Libertad. Que palabra tan bonita y evocadora, un término que a menudo pronuncio cuando me preguntan qué es lo que más me ha conseguido enganchar de Madrid. Mi respuesta casi siempre la conforman ocho letras: “Libertad”. La sensación de poder estar caminando sin rumbo y sin que se me termine el mapa de rincones y zonas a explorar hacen que en Madrid me sienta libre las 24 horas del día. No obstante, en el secreto de hoy descubriremos que esto no siempre ha sido así y que, no mucho tiempo atrás, sus ciudadanos pasaban las noches encerados, como un rebaño en su redil, presos en su propia ciudad.
La existencia de un Madrid amurallado fue una de las revelaciones históricas que más me sorprendieron cuando empecé a profundizar en el pasado de esta ciudad. Cuesta imaginar que esta convulsa metrópoli que hoy crece sin complejos, hace no tanto viviera incómoda, bajo la ineludible presencia de un muro. Un legado pétreo que terminó por sucumbir ante el desarrollo imparable de la ciudad pero que aún se puede apreciar en pequeños vestigios como éste.
Habrá tiempo para profundizar en el origen y motivo de este hecho. La realidad es que los ojos de Madrid vieron, con atención, el levantamiento sucesivo de cinco murallas distintas. Las primeras nacieron con un propósito defensivo mientras que las últimas tenían un objetivo diferente, financiero. Para controlar las mercancías que se adentraban a la Villa y Corte y que de este modo nada, ni nadie, se librasen de pagar los impuestos. Con este fin nace la última de estas cercas, la de Felipe IV, que se levantó en 1625. Lo más llamativo de todo es que permaneció en pie hasta hace relativamente poco, 1868. Un hecho que sostuvo e impidió el crecimiento lógico de Madrid mientras que provocaba el hacinamiento de sus habitantes.

*Datos de origen:*
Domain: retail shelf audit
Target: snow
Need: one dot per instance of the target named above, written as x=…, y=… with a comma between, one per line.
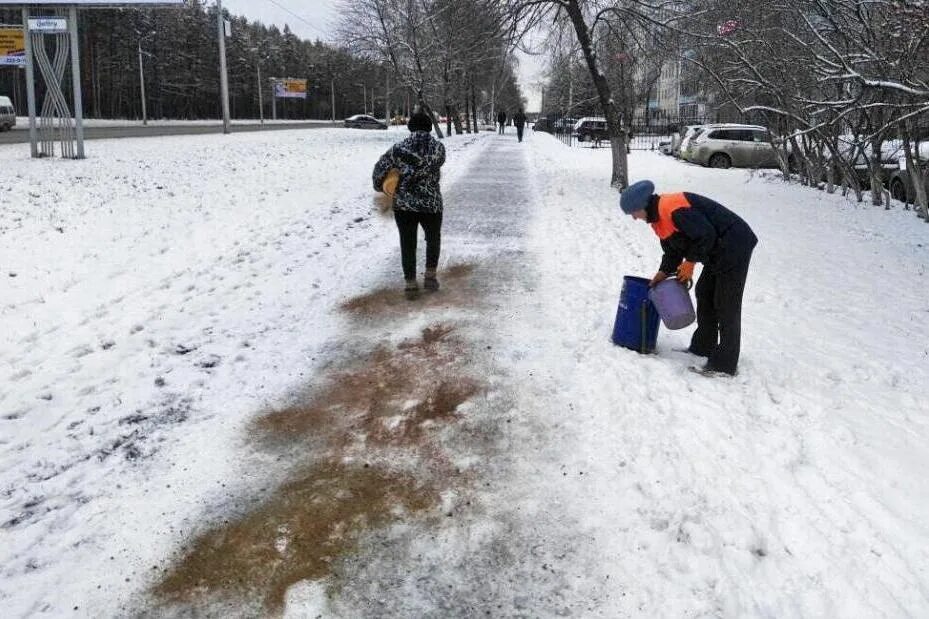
x=168, y=290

*Objetivo del ejercicio:* Enumere todos los números del texto sobre las murallas de Madrid que estén escritos con cifras arábigas o con palabras de valor mayor que uno.

*Respuesta escrita:*
- ocho ("ocho letras")
- 24 ("las 24 horas del día")
- cinco ("cinco murallas distintas")
- 1625 (año en que se levantó la cerca de Felipe IV)
- 1868 (año hasta el que permaneció en pie)